§ Trecho do texto
“Aqui se inicia/ uma viagem clara/ para a encantação...”
Os versos, dos primeiros escritos pelo poeta, parecem se
ajustar perfeitamente ao dia de hoje. Morreu o poeta Ferreira Gullar, aos 86
anos. Ele inicia agora uma viagem clara para a encantação.
O Gullar que iniciou hoje a sua viagem para a encantação é esse, o poeta de figura estranha, magro e quixotesco espantalho, a cantar a vida, o amor e a revolução |
Por Joan Edesson de Oliveira*
Escrevo com a sensação de que havia dois em um só. Havia um
poeta, dos maiores do século vinte, e havia um homem cada vez mais amargurado
que escrevia para jornais no início do século vinte e um.
Havia esse Gullar bilioso, autor de um texto rancoroso, de
uma coluna da qual jorrava, em profusão, um ódio aparentado com a inveja. Esse
Gullar parece ser aquele eleito para a Academia Brasileira de Letras,
perfeitamente à vontade no seu embolorado fardão. No dizer da acadêmica Nélida
Piñon, Gullar “estava feliz com o convívio acadêmico”, em conviver com aqueles,
ainda segundo ela, que são “a elite intelectual do Brasil”. A julgar pelos
últimos escritos de Gullar, pelo conservadorismo e pelo ranço elitista que
escorriam das suas colunas, talvez fosse verdade mesmo. Talvez ele estivesse
mesmo bastante satisfeito no convívio com intelectuais do porte de Fernando
Henrique Cardoso, José Sarney e Merval Pereira, fina flor do pensamento
nacional.
Mas havia outro Gullar, o poeta de verso poderoso, de
lirismo devastador, que manejava a palavra feito dinamite como em “O poema
sujo” ou “Dentro da noite veloz”.
Esse outro Gullar é que nos faz e nos fará mais falta ainda.
É o poeta do início ainda, a inventar caminhos: “Caminhos
não há/ Mas os pés na grama/ os inventarão”. É o poeta concreto, a experimentar
uma nova estética para o poema, a romper com o verso, ousado, sem medo. É o
poeta a pagar seu tributo de homem do norte na sua experimentação do cordel, na
“Peleja de Zé Molesta com Tio Sam”, em “João Boa-Morte”, dentre outros.
O que nos faz falta, a partir de agora, é o poeta dono de um
lirismo que flutuava entre o humor e o erotismo, entre a sensualidade e o épico.
Em “Cantada”, o poeta afirma que a amada “é tão bonita quanto o Rio de Janeiro/
em maio/ e quase tão bonita/ quanto a Revolução Cubana”. Em uma única estrofe o
poeta canta seu amor pela mulher, pela cidade e pela revolução. Não foram
muitos os capazes de tal proeza.

§ Listagem de dados
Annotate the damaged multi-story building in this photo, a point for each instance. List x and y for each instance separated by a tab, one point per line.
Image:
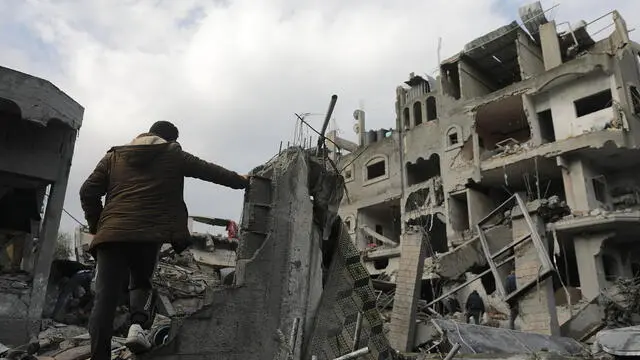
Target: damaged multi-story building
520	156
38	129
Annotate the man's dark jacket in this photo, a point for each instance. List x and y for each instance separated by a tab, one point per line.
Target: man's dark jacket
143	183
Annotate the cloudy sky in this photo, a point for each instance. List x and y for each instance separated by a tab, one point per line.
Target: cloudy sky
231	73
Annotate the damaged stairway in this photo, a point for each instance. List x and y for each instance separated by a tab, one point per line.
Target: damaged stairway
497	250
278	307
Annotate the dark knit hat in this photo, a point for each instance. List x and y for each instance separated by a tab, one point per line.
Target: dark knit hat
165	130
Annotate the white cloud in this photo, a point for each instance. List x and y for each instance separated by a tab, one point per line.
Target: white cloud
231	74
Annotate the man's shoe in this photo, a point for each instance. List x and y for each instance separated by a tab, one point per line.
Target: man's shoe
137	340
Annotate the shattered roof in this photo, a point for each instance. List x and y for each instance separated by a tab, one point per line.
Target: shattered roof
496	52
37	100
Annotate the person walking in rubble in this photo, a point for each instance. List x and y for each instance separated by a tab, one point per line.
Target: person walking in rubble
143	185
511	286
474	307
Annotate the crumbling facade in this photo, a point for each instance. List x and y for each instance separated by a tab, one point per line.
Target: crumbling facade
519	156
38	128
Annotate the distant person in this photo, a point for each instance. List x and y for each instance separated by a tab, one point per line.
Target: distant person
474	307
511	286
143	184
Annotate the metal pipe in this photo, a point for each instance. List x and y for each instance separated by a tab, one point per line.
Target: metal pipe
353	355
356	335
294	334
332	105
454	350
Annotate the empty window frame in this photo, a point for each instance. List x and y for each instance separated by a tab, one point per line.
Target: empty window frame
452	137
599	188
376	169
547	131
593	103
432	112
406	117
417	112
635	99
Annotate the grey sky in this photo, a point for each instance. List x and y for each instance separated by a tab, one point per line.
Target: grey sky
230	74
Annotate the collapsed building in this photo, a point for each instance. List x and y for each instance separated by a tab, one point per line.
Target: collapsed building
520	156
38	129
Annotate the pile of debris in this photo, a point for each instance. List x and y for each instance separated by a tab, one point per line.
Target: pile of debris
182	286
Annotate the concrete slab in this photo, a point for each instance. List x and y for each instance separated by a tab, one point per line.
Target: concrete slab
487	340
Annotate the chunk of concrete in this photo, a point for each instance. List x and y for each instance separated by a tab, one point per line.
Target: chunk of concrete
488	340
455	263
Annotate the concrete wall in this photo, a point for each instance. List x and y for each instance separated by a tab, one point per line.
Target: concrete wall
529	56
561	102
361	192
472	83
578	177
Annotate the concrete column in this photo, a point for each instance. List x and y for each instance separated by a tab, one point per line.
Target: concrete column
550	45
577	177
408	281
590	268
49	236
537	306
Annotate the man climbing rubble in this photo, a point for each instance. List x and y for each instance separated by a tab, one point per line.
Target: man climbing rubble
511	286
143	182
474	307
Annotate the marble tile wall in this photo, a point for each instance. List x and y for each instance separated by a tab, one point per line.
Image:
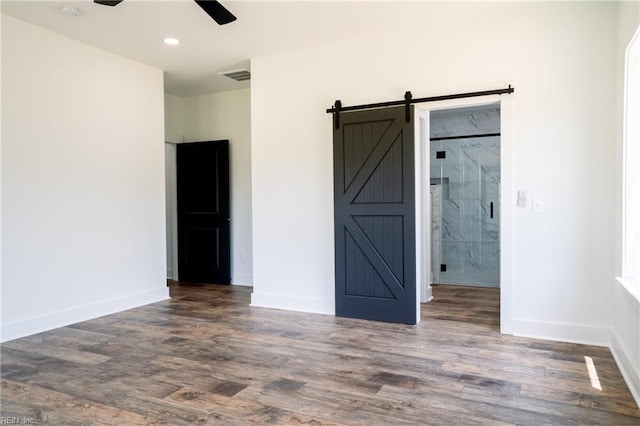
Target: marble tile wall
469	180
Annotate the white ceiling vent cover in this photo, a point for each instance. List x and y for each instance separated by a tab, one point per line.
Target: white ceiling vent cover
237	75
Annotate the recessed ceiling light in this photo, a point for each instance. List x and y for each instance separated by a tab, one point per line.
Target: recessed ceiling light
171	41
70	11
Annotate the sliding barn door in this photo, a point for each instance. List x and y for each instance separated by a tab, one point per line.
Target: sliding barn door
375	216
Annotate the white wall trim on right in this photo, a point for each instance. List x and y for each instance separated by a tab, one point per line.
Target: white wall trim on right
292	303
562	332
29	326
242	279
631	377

---

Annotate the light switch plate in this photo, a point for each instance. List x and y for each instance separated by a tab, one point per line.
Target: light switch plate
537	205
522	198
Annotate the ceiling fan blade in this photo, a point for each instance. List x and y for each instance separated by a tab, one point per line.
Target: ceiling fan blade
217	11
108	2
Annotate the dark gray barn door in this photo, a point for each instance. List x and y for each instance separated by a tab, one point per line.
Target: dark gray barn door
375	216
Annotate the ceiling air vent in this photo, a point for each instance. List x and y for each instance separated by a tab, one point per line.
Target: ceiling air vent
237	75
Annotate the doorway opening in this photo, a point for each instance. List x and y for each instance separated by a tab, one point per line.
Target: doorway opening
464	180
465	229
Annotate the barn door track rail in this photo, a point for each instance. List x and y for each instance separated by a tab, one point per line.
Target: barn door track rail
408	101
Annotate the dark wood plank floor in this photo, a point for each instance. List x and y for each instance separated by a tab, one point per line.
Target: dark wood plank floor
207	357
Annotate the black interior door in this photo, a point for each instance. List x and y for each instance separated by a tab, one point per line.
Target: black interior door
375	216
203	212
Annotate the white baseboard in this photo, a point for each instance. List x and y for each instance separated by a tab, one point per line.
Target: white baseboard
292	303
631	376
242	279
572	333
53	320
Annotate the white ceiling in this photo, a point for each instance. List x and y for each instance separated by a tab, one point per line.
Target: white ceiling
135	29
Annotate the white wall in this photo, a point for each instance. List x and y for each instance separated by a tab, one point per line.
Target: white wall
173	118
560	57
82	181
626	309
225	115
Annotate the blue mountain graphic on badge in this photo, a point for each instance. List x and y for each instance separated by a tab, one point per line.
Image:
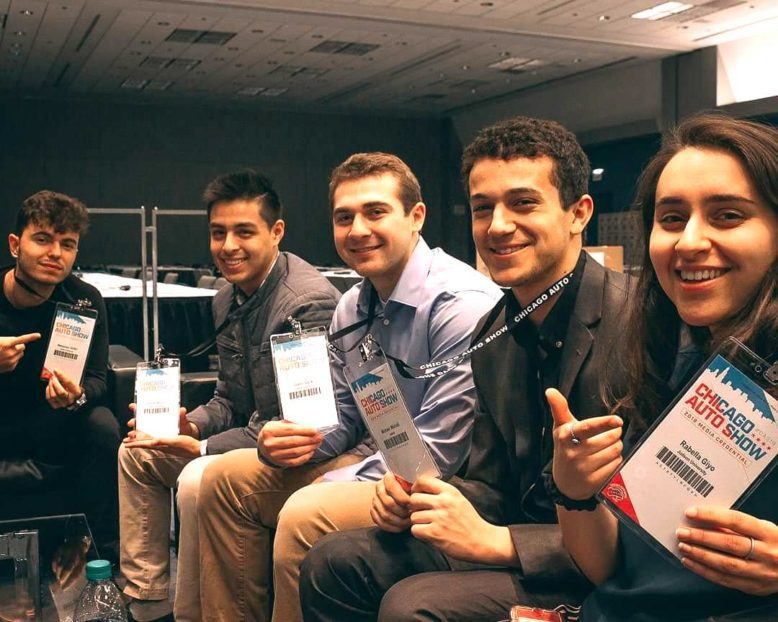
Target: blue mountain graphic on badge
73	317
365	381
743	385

§ Pedido
Pode dar continuidade ao texto sobre o poeta Ferreira Gullar, começando logo depois da última frase apresentada?

§ Resultado da tarefa
Quantos amantes, justificando-se que a poesia é de quem
precisa dela e não de quem escreve, não se apropriaram de “Um sorriso”,
tentando penetrar “a noite de tua flor que exala/ urina/ e mel”, buscando em
fogo “colher com a repentina/ mão do delírio/ uma outra flor: a do sorriso/ que
no alto o teu rosto ilumina”?
O Gullar que nos faz falta é o poeta que cantou Guevara em
“Dentro da noite veloz”, num dos mais comoventes e belos poemas em homenagem ao
revolucionário de toda a América. “A noite é mais veloz nos trópicos”, declarou
o poeta, afirmando que “a vida muda o morto em multidão”. Foi um profético
Gullar quem escreveu isso, anunciando a multidão de jovens em que se
transformaria Ernesto Guevara.
A poesia que Gullar nos deixa é “Subversiva”. “A poesia/
quando chega/ não respeita nada/ Nem pai nem mãe./ (...) relincha/ como puta /
nova/ em frente ao Palácio da Alvorada./ (...) beija/ nos olhos os que ganham
mal/ embala no colo/ os que têm sede de felicidade/ e de justiça/ E promete
incendiar o país”.
O Gullar que iniciou hoje a sua viagem para a encantação é
esse, o poeta de figura estranha, magro e quixotesco espantalho, a cantar a
vida, o amor e a revolução. O Gullar que marcha a partir de hoje para a
encantação é o poeta de “Dois e dois: quatro”, a ver que “um tempo de alegria/
por trás do terror me acena”, e a cantar, a plenos pulmões, “que a vida vale a
pena/ mesmo que o pão seja caro/ e a liberdade, pequena”.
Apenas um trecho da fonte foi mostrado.